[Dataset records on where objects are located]
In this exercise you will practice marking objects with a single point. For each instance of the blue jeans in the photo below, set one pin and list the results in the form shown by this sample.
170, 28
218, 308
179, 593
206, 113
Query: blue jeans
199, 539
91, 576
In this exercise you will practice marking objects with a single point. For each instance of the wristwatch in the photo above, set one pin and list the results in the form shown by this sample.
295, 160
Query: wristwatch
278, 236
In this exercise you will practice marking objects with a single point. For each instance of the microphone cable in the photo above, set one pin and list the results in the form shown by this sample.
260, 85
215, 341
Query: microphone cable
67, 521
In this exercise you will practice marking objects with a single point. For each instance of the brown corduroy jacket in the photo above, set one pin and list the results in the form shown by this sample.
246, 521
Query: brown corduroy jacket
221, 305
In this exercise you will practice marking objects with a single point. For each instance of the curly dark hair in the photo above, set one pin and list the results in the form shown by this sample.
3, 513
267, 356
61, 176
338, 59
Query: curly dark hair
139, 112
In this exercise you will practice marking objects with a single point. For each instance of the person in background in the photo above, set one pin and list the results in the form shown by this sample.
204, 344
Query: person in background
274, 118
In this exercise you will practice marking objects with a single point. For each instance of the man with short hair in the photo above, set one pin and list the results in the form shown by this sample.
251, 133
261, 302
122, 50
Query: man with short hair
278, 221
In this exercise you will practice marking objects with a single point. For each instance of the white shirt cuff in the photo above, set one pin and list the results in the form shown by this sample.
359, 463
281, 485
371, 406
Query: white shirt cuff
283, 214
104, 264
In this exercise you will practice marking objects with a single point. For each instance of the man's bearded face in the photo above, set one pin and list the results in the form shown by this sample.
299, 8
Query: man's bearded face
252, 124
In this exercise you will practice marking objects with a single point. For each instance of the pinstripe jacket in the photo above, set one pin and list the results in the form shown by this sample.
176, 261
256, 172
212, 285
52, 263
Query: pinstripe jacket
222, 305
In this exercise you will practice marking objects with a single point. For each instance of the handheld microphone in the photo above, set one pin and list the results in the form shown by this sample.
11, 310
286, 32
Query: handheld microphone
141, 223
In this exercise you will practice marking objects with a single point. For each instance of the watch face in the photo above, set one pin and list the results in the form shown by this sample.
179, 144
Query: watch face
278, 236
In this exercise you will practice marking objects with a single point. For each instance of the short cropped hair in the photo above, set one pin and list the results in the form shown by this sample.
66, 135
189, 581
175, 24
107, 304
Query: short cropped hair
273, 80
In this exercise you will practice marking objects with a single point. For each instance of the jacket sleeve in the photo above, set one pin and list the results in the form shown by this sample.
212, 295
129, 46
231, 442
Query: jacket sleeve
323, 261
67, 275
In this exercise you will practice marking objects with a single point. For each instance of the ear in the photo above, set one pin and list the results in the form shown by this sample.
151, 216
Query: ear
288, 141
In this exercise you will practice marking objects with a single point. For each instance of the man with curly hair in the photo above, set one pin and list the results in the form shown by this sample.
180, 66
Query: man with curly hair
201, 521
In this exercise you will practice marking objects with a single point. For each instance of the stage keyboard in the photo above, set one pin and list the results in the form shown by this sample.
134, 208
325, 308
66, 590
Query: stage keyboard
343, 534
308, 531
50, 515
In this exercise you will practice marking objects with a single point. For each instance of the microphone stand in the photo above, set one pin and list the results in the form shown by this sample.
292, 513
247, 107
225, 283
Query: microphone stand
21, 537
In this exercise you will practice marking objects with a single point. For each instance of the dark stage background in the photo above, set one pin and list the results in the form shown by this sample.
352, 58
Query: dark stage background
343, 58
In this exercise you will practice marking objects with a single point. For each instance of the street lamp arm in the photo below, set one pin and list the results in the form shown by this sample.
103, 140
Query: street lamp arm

■ Written problem ■
Rewrite all the records above as a JSON list of strings, with each line as its own string and blank lines left out.

■ Exercise output ■
[
  "In this exercise you will practice marking objects with a single point. For each instance of the blue jeans in the photo below, set one pin and list the results in the form shown by this sample.",
  "170, 28",
  "218, 308",
  "179, 593",
  "206, 113",
  "Query: blue jeans",
  "199, 539",
  "91, 576",
  "In this exercise you will practice marking objects with a single point. For each instance of the wristwatch in the photo above, set one pin and list the results in the form shown by this sample.",
  "295, 160",
  "Query: wristwatch",
  "278, 236",
  "In this exercise you will practice marking objects with a single point. For each instance of the microphone cable in the photo above, set one pin and list the results in the form shown by this sample.",
  "260, 85",
  "215, 341",
  "Query: microphone cable",
  "67, 521",
  "In this exercise you will practice marking objects with a single point. For each instance of the brown corduroy jacket in the photo above, set one pin and list the results in the form shown by this sample.",
  "246, 521",
  "Query: brown corduroy jacket",
  "221, 305",
  "In this exercise you will practice marking objects with a single point. For each instance of the curly dark hair in the photo above, set one pin and list the results in the form shown by this sample.",
  "3, 513",
  "267, 356",
  "61, 176",
  "338, 59",
  "Query: curly dark hair",
  "139, 112",
  "In this exercise you will practice marking objects with a single point. For each instance of the person in background in the photo above, set one pin and list the results in the form shown by this sample.",
  "204, 344",
  "Query: person in background",
  "274, 118",
  "In this exercise you will practice marking objects with a single point. For each instance of the man with short hair in the photo above, set one pin and list the results in the form shown by this sample.",
  "251, 133",
  "261, 302",
  "122, 50",
  "Query: man with short hair",
  "278, 221",
  "In this exercise you will practice marking objects with a single point. For each instance of the white shirt cuff in the photo above, set one pin and list the results in the form shown by this sample.",
  "359, 463",
  "281, 485",
  "371, 406",
  "Query: white shirt cuff",
  "283, 214",
  "104, 264",
  "In this exercise you will practice marking objects with a single point. For each instance of the man's bearded face in the photo above, set one pin and list the results in the form shown by this sample.",
  "299, 8",
  "Query: man's bearded face",
  "252, 124",
  "In this exercise you will practice marking objects with a single point. For each instance of the pinstripe jacket in the photo above, set one pin and list the results in the form shown by this sample.",
  "176, 261",
  "256, 172",
  "212, 285",
  "52, 263",
  "Query: pinstripe jacket",
  "222, 305",
  "In this exercise you will practice marking objects with a single point. For each instance of the handheld microphone in the photo above, set one pin and list the results in the form shown by this sample.",
  "11, 310",
  "286, 32",
  "Query: handheld microphone",
  "141, 223",
  "In this exercise you will practice marking objects with a single point. For each instance of the watch face in the photo above, set one pin and list the results in the form shown by this sample.",
  "179, 144",
  "Query: watch face",
  "278, 236",
  "In this exercise you will practice marking objects with a single point. For each instance of the short cropped hair in the photo above, set one pin and list the results in the form shown by this sample.",
  "66, 135",
  "189, 581",
  "175, 24",
  "107, 304",
  "Query: short cropped hair",
  "273, 80",
  "In this exercise you will practice marking objects with a single point. For each instance of the jacket sleeve in the photo above, set one pin and list the results in the form shown by this sample.",
  "212, 295",
  "129, 46",
  "231, 442",
  "Query: jacket sleeve",
  "323, 261",
  "67, 275",
  "In this exercise you will practice marking objects with a single point. For each instance of the ear in the photo above, set one pin and list the results in the form shown by this sample.",
  "151, 216",
  "Query: ear",
  "288, 141",
  "In this exercise you will practice marking objects with a single point. For each instance of the man with curly hair in the photo above, set one pin and list the results in the form shown by this sample.",
  "180, 66",
  "Query: man with curly hair",
  "201, 521",
  "In this exercise you will practice marking objects with a single point. For each instance of the stage keyboard in the photo above, set one pin and list the results in the form shown by this sample.",
  "134, 208",
  "325, 308",
  "66, 590",
  "Query: stage keyboard",
  "343, 534",
  "308, 531",
  "50, 515",
  "In this exercise you will practice marking objects with a single point. For each instance of the microphone stand in the photo above, set one pin and list the results in the form shown by this sample.",
  "292, 513",
  "247, 107",
  "225, 283",
  "Query: microphone stand",
  "21, 537",
  "In this exercise you will practice marking objects with a single point. For each instance of the dark stage background in the photo above, set one pin and list the results in the form shown by this sample.",
  "352, 58",
  "Query: dark stage background",
  "343, 58",
  "In this exercise you will practice marking objects with a single point. For each instance of the street lamp arm in the photo below, set one pin and list the results in the form shown by this sample.",
  "103, 140",
  "Query: street lamp arm"
]